**Exercise prompt:**
Arrange the records as a JSON list of strings, beginning at the first line and ending at the line that contains "M 15 172 L 18", with both lines included. Give one string per line and omit blank lines.

**Given information:**
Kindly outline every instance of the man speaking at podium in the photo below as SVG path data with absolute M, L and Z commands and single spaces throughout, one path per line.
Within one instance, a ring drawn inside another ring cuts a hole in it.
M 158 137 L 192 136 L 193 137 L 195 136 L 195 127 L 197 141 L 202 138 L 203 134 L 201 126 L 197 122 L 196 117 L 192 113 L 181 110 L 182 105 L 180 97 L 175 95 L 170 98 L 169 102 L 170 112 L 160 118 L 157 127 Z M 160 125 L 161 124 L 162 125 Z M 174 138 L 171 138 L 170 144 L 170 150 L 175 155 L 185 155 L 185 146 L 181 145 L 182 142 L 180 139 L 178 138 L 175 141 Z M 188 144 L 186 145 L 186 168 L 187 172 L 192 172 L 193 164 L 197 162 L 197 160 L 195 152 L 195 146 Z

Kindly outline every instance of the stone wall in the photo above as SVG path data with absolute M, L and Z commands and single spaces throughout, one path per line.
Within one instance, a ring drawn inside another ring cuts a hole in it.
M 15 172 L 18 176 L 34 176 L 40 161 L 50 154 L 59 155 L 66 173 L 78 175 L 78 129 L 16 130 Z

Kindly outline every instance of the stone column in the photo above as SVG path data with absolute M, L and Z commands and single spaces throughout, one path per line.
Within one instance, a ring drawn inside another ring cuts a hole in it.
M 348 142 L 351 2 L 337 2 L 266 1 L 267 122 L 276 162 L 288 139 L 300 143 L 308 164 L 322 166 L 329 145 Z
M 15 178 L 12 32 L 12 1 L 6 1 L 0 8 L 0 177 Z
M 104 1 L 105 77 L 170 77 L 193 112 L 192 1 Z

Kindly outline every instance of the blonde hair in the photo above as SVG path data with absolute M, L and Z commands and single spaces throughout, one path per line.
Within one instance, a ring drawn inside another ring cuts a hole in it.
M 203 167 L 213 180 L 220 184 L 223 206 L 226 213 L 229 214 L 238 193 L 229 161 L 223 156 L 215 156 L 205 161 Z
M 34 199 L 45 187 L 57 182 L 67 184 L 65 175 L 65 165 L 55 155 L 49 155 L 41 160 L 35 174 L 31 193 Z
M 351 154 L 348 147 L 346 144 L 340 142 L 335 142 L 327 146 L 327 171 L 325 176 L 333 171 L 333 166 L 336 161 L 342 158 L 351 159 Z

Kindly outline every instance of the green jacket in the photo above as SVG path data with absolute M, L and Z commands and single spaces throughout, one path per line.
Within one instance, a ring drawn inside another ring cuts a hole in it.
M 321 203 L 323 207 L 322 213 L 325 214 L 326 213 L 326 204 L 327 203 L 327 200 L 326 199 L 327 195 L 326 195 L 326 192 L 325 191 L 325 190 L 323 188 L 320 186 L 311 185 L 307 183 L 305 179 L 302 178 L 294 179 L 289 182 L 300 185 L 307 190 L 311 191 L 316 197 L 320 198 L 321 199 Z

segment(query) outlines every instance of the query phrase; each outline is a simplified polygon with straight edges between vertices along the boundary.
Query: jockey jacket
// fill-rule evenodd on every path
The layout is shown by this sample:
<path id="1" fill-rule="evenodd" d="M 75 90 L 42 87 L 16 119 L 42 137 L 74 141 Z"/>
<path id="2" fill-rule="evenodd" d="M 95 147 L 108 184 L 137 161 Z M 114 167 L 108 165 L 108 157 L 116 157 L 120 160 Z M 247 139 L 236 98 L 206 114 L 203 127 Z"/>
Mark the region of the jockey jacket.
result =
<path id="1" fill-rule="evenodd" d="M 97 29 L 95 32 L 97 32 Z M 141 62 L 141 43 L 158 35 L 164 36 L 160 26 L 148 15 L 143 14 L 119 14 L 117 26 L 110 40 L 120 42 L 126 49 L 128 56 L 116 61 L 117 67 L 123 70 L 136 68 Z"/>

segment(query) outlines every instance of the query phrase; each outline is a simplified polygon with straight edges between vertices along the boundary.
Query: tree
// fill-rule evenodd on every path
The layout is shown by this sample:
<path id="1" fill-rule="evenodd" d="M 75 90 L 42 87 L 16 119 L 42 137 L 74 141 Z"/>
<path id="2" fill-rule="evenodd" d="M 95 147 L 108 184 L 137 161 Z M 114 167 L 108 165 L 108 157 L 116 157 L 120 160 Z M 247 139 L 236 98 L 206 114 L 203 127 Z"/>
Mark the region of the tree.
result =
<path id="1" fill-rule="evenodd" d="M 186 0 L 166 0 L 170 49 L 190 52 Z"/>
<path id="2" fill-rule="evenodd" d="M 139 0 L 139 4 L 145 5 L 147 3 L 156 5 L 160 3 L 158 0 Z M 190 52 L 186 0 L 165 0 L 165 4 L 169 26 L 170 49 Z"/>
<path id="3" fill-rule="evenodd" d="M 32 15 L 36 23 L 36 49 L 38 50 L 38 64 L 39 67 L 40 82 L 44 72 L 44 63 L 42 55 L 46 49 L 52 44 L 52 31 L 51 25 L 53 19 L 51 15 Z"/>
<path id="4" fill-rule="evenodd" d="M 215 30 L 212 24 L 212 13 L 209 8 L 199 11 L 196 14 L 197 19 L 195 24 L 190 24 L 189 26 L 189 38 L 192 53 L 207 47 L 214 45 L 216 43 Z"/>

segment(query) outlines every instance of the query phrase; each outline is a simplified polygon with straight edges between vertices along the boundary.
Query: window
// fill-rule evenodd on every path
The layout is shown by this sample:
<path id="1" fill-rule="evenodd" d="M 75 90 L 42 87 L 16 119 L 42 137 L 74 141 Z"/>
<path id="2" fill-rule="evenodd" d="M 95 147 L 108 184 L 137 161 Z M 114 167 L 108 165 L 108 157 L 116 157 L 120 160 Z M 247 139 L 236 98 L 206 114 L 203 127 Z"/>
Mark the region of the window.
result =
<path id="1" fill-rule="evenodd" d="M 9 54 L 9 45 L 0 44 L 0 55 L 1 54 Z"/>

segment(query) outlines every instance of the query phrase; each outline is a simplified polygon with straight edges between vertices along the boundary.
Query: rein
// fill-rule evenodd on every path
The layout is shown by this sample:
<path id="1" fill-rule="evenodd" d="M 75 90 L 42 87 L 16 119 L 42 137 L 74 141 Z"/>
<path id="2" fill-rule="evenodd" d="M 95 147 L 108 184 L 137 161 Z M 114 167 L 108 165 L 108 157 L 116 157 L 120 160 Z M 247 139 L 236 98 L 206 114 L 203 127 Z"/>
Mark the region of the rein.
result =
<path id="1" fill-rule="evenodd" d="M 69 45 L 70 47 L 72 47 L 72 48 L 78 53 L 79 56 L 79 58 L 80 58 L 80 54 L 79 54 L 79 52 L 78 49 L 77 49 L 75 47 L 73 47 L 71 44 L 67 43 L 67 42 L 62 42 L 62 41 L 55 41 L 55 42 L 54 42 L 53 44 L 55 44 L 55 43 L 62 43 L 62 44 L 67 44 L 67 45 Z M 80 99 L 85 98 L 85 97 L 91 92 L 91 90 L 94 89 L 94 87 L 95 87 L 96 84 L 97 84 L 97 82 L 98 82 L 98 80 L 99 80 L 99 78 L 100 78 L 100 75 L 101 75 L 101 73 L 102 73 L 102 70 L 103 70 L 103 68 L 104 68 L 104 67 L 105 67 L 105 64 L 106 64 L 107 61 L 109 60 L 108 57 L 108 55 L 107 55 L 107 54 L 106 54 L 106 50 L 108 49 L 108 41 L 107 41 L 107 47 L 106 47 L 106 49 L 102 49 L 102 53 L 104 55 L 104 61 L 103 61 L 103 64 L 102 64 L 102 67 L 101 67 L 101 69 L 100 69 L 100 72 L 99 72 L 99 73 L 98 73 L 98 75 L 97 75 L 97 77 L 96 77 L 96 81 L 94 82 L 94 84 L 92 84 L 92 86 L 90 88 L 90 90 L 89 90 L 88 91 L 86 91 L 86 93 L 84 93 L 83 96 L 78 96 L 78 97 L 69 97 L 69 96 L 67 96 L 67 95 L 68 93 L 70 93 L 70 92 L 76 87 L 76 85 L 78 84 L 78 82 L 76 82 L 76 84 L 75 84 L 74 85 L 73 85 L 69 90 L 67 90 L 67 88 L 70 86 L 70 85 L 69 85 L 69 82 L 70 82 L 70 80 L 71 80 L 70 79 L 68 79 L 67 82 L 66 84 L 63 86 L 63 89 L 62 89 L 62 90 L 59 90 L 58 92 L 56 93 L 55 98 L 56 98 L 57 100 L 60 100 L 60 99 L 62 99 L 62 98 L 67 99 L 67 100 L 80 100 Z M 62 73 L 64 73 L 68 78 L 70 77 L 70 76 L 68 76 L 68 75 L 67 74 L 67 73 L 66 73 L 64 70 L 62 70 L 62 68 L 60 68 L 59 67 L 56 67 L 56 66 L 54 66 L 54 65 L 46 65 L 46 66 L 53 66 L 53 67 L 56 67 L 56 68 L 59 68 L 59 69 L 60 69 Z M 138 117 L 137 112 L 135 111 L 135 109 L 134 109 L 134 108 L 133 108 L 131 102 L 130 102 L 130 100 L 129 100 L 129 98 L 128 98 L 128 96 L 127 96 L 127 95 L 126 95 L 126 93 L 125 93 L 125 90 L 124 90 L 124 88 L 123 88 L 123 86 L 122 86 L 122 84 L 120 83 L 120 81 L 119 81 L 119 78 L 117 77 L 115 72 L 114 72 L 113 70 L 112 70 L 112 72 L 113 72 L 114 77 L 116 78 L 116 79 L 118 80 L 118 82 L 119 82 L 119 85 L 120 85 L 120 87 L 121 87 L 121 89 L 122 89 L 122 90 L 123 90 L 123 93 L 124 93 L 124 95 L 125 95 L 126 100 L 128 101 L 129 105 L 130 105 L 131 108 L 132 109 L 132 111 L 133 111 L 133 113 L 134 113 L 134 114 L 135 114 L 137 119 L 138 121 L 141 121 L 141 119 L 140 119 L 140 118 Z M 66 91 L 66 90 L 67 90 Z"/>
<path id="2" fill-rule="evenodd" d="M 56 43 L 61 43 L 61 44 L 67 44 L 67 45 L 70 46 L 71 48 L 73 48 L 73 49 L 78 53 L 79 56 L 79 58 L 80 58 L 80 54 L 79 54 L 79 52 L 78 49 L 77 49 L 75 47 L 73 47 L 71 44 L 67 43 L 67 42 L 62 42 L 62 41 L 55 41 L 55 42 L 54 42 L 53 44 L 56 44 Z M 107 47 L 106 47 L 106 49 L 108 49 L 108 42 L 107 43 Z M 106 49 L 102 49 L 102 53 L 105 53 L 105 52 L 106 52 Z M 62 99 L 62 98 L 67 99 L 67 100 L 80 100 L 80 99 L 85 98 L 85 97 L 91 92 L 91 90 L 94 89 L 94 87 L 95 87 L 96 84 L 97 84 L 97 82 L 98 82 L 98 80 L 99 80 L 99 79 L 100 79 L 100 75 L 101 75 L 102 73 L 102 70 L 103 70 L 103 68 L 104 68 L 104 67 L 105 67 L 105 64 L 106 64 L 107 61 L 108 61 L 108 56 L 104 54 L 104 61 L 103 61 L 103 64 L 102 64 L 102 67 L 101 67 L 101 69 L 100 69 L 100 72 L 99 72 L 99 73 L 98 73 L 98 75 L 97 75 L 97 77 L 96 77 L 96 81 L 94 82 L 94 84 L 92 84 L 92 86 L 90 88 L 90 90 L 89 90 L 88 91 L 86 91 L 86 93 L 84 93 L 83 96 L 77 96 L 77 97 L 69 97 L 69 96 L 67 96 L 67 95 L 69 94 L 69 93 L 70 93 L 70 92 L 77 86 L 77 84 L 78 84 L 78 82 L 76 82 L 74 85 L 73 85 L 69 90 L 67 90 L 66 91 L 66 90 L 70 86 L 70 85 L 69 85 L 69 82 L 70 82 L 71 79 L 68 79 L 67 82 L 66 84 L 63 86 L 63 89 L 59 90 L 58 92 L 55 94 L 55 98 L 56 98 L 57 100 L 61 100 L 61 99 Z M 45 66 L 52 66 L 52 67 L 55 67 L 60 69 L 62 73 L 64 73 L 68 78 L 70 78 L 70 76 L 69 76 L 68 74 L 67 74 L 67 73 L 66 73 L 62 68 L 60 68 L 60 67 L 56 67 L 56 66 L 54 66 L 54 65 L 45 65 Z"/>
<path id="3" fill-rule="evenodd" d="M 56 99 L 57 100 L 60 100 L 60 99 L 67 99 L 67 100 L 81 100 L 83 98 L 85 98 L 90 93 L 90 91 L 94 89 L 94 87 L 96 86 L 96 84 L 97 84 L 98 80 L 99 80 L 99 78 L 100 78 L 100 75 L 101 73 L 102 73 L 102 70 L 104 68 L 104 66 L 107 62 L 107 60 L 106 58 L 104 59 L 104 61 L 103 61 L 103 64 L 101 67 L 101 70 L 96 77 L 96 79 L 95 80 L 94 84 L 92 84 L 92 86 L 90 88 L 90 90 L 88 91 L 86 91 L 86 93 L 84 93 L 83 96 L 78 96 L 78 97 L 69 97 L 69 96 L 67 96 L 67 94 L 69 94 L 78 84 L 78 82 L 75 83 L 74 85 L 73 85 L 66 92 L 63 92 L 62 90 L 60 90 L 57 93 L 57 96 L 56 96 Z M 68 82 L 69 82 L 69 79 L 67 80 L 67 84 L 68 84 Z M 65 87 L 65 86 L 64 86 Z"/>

**Solved exercise:**
[
  "Kindly outline every instance of the man speaking at podium in the photo below as SVG path data with absolute M, L and Z commands and single spaces throughout, one path per line.",
  "Within one instance, a ring drawn inside another ring cuts a hole in it.",
  "M 158 137 L 192 136 L 193 137 L 195 136 L 195 127 L 197 141 L 202 138 L 203 134 L 201 126 L 197 122 L 196 117 L 192 113 L 181 110 L 182 105 L 180 97 L 175 95 L 170 98 L 169 102 L 170 112 L 160 118 L 157 127 Z M 160 125 L 161 124 L 162 125 Z M 174 138 L 171 138 L 170 144 L 170 150 L 175 155 L 185 155 L 185 146 L 181 145 L 182 142 L 180 139 L 178 138 L 175 141 Z M 188 144 L 186 145 L 186 168 L 187 172 L 192 172 L 193 164 L 197 162 L 197 160 L 195 152 L 195 146 Z",
  "Kindly outline every instance of the stone wall in the photo above as SVG path data with absolute M, L and Z commands and single spaces throughout, one path per line.",
  "Within one instance, a ring drawn inside another ring cuts a hole in it.",
  "M 15 172 L 18 176 L 34 176 L 40 161 L 50 154 L 59 155 L 66 173 L 78 175 L 78 129 L 16 130 Z"
]